▶ _EXERCISE_
Turn the material from the line with "Where can the grid" up to and including the line with "Target: grid of vial slots" into a JSON list of strings, one string per line and no blank lines.

▶ _MATERIAL PROVIDED_
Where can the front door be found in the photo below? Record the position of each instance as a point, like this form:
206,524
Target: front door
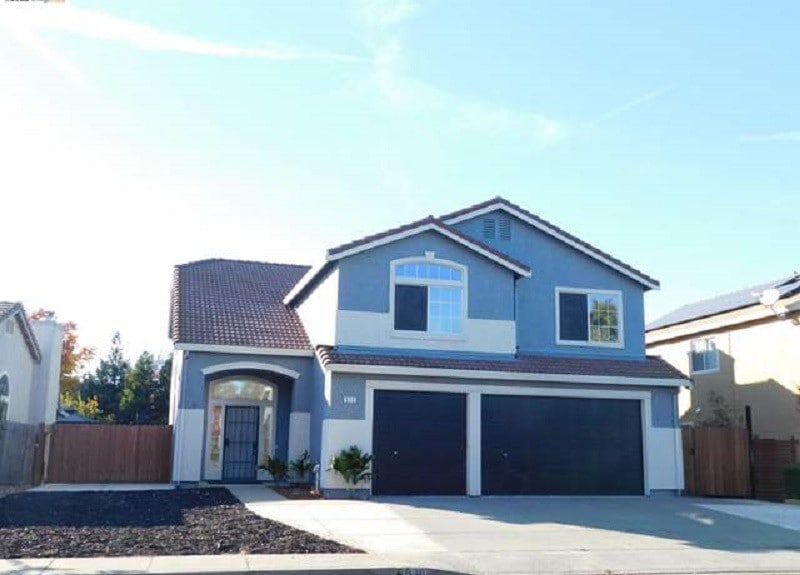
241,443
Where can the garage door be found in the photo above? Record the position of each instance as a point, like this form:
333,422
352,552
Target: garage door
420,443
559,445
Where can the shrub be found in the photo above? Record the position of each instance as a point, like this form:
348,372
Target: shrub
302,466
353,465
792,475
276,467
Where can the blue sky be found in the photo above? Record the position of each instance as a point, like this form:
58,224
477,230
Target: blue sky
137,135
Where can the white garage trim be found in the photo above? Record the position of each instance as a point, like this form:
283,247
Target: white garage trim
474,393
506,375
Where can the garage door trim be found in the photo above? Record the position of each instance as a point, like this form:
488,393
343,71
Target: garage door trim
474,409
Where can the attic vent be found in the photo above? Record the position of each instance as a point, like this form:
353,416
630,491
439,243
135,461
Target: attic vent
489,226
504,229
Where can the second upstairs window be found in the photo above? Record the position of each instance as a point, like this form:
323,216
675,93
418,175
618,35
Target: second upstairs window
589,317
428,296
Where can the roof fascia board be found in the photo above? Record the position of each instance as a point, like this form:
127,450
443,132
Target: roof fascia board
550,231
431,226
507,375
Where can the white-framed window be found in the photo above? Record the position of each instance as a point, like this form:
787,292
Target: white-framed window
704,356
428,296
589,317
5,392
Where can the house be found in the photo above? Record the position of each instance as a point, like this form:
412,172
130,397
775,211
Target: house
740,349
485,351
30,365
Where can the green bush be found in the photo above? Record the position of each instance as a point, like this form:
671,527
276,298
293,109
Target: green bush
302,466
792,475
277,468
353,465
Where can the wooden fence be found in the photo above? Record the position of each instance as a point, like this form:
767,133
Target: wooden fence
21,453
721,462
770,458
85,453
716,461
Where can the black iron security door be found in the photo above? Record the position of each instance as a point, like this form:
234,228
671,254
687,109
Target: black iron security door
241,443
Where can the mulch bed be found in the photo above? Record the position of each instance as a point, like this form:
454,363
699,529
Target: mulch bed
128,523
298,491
...
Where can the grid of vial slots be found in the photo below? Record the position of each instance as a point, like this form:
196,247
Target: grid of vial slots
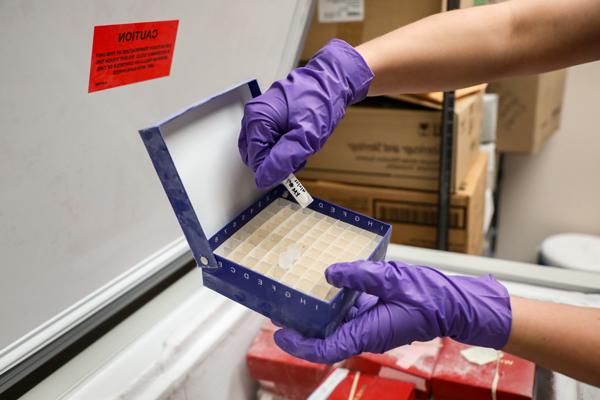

▶ _RESULT BELOW_
[
  "Where can the grid of vial slots be found in the photo below? Record the position of each instance as a point, like this form:",
  "196,247",
  "Target: grid of vial slots"
]